## Request
Take the line that has "and white plaid" in it and every line after it to the end of the entries, and reproduce them exactly.

========================================================================

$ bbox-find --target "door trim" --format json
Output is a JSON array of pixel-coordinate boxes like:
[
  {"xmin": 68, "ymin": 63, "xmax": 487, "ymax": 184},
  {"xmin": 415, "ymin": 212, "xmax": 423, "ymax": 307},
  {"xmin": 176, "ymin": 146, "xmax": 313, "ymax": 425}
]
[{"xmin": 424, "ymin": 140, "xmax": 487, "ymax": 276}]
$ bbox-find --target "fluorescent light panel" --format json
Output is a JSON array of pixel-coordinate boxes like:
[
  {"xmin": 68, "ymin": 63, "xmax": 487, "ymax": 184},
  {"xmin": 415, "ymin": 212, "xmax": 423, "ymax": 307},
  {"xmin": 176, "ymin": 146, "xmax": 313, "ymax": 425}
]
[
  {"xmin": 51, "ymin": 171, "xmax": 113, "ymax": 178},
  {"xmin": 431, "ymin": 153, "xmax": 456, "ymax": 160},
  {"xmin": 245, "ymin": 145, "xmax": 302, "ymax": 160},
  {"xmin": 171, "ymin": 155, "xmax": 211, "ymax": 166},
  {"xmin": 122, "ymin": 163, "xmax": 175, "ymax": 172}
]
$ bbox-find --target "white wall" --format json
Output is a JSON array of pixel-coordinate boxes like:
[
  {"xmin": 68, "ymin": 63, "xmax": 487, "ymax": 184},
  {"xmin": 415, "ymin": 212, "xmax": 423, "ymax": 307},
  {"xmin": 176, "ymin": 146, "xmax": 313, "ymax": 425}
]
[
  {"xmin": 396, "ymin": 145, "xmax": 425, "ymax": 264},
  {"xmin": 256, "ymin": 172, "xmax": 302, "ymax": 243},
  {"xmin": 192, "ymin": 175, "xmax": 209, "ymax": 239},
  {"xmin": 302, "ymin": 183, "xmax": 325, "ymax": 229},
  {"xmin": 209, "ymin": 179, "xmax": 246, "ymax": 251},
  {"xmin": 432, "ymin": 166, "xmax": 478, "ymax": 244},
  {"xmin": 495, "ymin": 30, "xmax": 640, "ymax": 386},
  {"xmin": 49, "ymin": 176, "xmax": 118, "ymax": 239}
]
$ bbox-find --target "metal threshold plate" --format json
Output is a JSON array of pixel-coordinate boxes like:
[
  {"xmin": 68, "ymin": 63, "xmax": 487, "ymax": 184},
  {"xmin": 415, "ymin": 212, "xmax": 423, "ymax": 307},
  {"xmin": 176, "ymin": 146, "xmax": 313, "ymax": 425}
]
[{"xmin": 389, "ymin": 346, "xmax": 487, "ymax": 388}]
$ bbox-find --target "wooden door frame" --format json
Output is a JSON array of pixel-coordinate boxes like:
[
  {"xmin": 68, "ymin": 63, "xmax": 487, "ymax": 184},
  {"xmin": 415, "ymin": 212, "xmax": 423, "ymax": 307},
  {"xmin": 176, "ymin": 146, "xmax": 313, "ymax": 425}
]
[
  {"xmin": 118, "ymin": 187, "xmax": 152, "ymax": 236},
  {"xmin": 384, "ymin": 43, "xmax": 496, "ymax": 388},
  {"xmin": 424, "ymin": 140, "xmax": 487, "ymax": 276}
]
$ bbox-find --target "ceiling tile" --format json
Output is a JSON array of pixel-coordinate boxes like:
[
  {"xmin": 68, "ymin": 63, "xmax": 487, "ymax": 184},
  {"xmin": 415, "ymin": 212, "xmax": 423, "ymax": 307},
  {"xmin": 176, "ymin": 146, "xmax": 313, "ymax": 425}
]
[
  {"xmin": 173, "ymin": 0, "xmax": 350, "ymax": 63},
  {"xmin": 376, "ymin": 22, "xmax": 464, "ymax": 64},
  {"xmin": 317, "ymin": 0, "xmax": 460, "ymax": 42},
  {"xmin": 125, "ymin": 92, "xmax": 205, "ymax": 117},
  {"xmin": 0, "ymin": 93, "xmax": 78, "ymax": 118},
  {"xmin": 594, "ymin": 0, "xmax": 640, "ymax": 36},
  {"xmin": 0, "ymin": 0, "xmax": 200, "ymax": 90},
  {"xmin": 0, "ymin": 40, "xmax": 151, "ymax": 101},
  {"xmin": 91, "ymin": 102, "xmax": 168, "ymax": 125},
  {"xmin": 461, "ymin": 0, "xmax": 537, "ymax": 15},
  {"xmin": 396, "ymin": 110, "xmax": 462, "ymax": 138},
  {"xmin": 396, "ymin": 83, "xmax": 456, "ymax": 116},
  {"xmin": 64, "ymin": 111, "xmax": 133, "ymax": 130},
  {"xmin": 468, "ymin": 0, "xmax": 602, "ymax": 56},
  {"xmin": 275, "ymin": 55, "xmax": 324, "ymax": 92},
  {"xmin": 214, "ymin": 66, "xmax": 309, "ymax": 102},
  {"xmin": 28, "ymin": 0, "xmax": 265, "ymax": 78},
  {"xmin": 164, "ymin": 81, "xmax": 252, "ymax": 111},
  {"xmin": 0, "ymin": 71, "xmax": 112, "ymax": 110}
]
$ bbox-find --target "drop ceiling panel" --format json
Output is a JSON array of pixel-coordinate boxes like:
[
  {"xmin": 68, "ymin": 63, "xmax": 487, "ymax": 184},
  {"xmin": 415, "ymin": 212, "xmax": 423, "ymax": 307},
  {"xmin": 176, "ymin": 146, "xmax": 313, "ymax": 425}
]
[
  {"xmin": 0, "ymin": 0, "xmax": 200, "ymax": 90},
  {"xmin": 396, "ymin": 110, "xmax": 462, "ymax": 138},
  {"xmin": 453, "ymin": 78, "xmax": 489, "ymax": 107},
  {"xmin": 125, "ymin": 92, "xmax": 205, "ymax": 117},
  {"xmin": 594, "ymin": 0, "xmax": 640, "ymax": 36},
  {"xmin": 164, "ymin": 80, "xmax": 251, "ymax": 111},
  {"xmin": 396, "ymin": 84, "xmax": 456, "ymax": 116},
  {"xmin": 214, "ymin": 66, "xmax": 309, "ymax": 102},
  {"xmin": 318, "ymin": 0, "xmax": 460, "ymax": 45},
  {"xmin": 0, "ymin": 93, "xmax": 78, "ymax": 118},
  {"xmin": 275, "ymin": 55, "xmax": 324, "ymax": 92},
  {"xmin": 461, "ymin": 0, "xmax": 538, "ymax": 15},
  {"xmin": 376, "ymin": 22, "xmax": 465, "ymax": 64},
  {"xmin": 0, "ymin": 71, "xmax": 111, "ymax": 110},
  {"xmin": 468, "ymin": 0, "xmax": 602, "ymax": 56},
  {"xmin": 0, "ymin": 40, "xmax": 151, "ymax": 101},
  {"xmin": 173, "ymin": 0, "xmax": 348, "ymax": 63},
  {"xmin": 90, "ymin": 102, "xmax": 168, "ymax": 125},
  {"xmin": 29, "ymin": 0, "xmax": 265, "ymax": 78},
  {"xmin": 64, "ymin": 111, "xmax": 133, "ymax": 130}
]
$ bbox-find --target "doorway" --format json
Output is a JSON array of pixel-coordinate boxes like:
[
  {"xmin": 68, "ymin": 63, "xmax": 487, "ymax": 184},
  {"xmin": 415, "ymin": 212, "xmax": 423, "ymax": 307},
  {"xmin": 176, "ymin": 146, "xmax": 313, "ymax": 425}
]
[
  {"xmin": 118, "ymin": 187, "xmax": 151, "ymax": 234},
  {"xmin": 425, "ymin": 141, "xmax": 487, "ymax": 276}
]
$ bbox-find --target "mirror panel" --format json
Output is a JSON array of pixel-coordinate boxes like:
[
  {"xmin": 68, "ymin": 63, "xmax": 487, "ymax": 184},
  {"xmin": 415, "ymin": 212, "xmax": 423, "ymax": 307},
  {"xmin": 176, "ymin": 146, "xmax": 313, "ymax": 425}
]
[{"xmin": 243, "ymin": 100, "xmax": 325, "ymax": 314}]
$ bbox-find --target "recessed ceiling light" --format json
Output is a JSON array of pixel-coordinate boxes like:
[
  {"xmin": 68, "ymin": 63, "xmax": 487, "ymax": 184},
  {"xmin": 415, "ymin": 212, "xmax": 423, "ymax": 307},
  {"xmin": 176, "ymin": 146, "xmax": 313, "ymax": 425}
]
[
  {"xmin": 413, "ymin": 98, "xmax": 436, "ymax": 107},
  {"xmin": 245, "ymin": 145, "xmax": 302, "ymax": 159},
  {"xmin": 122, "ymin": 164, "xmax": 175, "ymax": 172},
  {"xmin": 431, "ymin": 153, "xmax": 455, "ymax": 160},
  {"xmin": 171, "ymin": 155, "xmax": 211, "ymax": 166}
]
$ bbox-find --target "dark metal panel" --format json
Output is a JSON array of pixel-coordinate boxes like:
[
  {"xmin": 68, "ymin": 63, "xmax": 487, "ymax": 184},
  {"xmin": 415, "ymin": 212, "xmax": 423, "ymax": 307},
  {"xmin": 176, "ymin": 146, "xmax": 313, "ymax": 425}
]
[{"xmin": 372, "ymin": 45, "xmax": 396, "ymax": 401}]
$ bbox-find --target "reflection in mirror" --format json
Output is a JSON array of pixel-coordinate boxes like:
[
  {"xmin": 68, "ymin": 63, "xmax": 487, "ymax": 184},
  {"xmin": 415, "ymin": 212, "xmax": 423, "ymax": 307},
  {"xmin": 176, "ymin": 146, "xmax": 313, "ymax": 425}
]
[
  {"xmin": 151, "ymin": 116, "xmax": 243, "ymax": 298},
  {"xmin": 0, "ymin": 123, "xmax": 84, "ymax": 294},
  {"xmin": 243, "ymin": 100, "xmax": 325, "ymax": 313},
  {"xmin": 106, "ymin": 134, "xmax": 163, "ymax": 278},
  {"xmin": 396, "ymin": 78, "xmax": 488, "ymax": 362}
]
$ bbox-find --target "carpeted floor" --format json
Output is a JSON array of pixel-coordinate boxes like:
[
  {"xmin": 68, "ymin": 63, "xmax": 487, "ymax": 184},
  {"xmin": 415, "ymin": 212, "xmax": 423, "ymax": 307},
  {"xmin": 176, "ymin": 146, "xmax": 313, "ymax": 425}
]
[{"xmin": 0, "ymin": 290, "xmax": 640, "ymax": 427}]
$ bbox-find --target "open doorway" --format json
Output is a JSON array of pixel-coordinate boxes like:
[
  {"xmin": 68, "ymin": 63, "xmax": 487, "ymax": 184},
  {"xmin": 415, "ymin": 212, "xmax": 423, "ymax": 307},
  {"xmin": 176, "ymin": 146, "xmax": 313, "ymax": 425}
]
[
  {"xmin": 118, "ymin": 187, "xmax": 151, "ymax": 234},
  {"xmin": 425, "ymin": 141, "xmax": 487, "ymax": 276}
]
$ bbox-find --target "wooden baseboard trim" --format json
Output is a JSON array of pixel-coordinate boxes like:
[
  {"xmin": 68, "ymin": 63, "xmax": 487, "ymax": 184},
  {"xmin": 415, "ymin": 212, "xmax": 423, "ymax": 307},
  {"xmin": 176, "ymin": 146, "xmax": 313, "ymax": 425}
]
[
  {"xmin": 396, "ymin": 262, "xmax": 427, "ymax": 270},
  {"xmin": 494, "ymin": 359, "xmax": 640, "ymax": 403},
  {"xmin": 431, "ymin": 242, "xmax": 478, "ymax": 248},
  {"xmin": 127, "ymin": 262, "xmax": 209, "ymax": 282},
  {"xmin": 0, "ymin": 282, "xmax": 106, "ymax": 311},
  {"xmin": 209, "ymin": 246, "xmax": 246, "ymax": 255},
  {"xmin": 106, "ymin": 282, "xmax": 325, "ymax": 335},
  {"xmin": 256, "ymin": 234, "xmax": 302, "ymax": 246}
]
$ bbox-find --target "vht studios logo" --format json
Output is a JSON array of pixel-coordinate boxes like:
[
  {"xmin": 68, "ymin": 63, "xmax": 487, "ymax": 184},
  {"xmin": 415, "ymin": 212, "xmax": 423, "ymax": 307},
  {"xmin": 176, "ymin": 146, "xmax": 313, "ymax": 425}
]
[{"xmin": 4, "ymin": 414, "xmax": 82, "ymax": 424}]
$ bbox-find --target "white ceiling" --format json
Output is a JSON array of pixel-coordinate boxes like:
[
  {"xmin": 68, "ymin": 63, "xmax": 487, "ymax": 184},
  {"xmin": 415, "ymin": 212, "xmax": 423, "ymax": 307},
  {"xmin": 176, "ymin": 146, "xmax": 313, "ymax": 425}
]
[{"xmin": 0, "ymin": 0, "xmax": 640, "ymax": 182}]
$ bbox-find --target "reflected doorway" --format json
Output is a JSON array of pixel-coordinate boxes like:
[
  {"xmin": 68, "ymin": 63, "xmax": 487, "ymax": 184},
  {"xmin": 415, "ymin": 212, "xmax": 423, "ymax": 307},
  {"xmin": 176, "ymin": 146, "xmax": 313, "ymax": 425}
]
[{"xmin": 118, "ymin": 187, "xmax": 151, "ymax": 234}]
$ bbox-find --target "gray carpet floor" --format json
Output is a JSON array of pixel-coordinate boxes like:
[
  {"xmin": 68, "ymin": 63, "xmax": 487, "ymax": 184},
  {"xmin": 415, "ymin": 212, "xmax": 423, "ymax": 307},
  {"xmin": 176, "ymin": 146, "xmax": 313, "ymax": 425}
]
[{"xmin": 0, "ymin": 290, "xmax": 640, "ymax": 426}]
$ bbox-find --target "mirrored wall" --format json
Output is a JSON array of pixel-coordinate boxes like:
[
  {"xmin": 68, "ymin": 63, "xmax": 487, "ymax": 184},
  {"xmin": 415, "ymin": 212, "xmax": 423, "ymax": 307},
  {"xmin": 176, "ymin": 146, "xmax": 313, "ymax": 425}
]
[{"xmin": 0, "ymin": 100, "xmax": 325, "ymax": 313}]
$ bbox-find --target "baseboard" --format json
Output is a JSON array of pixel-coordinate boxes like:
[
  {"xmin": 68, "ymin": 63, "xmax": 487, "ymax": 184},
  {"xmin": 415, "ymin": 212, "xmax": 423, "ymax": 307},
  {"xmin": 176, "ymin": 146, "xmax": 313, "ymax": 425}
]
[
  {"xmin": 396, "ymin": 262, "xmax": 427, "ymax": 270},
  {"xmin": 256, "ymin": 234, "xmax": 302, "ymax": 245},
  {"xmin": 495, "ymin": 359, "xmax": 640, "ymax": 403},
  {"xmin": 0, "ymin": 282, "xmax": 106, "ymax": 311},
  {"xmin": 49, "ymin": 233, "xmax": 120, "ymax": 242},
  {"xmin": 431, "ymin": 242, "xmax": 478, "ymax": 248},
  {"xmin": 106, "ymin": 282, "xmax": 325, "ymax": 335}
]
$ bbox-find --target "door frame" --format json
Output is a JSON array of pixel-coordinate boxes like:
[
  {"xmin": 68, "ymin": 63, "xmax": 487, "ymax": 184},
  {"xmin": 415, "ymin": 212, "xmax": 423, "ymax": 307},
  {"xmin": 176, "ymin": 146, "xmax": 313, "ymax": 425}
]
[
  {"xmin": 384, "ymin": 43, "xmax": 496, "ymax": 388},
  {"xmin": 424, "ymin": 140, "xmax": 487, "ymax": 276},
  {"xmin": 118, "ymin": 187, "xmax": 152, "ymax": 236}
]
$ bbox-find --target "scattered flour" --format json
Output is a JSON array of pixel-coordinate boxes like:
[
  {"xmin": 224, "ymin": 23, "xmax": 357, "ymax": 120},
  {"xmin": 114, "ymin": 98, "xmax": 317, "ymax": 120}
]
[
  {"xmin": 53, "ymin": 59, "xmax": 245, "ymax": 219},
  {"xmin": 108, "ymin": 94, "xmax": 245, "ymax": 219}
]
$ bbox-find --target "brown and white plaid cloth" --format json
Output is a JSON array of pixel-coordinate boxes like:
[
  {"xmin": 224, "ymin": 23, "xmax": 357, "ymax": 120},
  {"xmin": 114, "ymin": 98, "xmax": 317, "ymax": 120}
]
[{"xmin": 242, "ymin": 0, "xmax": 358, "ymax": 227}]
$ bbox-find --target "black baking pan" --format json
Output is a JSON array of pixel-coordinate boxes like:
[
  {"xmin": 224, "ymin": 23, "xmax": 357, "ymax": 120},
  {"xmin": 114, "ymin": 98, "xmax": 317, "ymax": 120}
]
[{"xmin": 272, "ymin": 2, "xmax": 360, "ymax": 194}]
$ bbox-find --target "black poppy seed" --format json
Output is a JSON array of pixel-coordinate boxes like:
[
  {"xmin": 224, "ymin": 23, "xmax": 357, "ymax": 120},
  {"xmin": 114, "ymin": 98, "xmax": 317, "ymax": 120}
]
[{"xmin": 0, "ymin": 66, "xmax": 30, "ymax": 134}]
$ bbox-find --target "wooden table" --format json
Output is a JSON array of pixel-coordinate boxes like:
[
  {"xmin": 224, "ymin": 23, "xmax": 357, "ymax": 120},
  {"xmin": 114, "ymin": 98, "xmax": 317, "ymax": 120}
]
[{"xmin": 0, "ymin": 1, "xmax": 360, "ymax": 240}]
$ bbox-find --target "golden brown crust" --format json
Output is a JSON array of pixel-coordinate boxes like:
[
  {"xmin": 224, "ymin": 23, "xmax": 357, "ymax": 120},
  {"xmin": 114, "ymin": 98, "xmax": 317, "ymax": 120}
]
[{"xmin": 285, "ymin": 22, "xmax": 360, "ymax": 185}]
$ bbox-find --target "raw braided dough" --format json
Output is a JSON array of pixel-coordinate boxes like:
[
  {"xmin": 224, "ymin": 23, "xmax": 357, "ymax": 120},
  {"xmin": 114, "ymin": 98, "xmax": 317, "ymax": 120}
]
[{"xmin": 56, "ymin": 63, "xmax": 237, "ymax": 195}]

========================================================================

## Task answer
$ bbox-find --target "brown and white plaid cloth" --format json
Output is a JSON array of pixel-coordinate boxes like:
[
  {"xmin": 224, "ymin": 23, "xmax": 357, "ymax": 120},
  {"xmin": 114, "ymin": 98, "xmax": 317, "ymax": 120}
]
[{"xmin": 242, "ymin": 0, "xmax": 358, "ymax": 227}]
$ bbox-find --target "black baking pan" --format json
Output is a JSON array of pixel-coordinate boxes like:
[
  {"xmin": 224, "ymin": 23, "xmax": 357, "ymax": 120},
  {"xmin": 114, "ymin": 98, "xmax": 317, "ymax": 120}
]
[{"xmin": 272, "ymin": 2, "xmax": 360, "ymax": 194}]
$ bbox-find --target "black poppy seed" --format json
Output is a JSON array of pixel-coordinate boxes like:
[
  {"xmin": 224, "ymin": 23, "xmax": 357, "ymax": 120},
  {"xmin": 114, "ymin": 98, "xmax": 317, "ymax": 120}
]
[{"xmin": 0, "ymin": 66, "xmax": 30, "ymax": 134}]
$ bbox-find --target "wooden table" --format json
Output is a JSON array of pixel-coordinate boxes like:
[
  {"xmin": 224, "ymin": 23, "xmax": 357, "ymax": 120},
  {"xmin": 114, "ymin": 98, "xmax": 317, "ymax": 120}
]
[{"xmin": 0, "ymin": 1, "xmax": 360, "ymax": 240}]
$ bbox-find --target "golden brown crust" --format json
Output is a JSON array of pixel-coordinate boxes like:
[
  {"xmin": 224, "ymin": 23, "xmax": 357, "ymax": 120},
  {"xmin": 114, "ymin": 98, "xmax": 317, "ymax": 120}
]
[{"xmin": 285, "ymin": 22, "xmax": 360, "ymax": 185}]
$ bbox-find --target "raw braided dough" --format json
Output is a JSON array of pixel-coordinate boxes like:
[
  {"xmin": 224, "ymin": 23, "xmax": 357, "ymax": 120},
  {"xmin": 114, "ymin": 98, "xmax": 317, "ymax": 120}
]
[{"xmin": 56, "ymin": 63, "xmax": 237, "ymax": 195}]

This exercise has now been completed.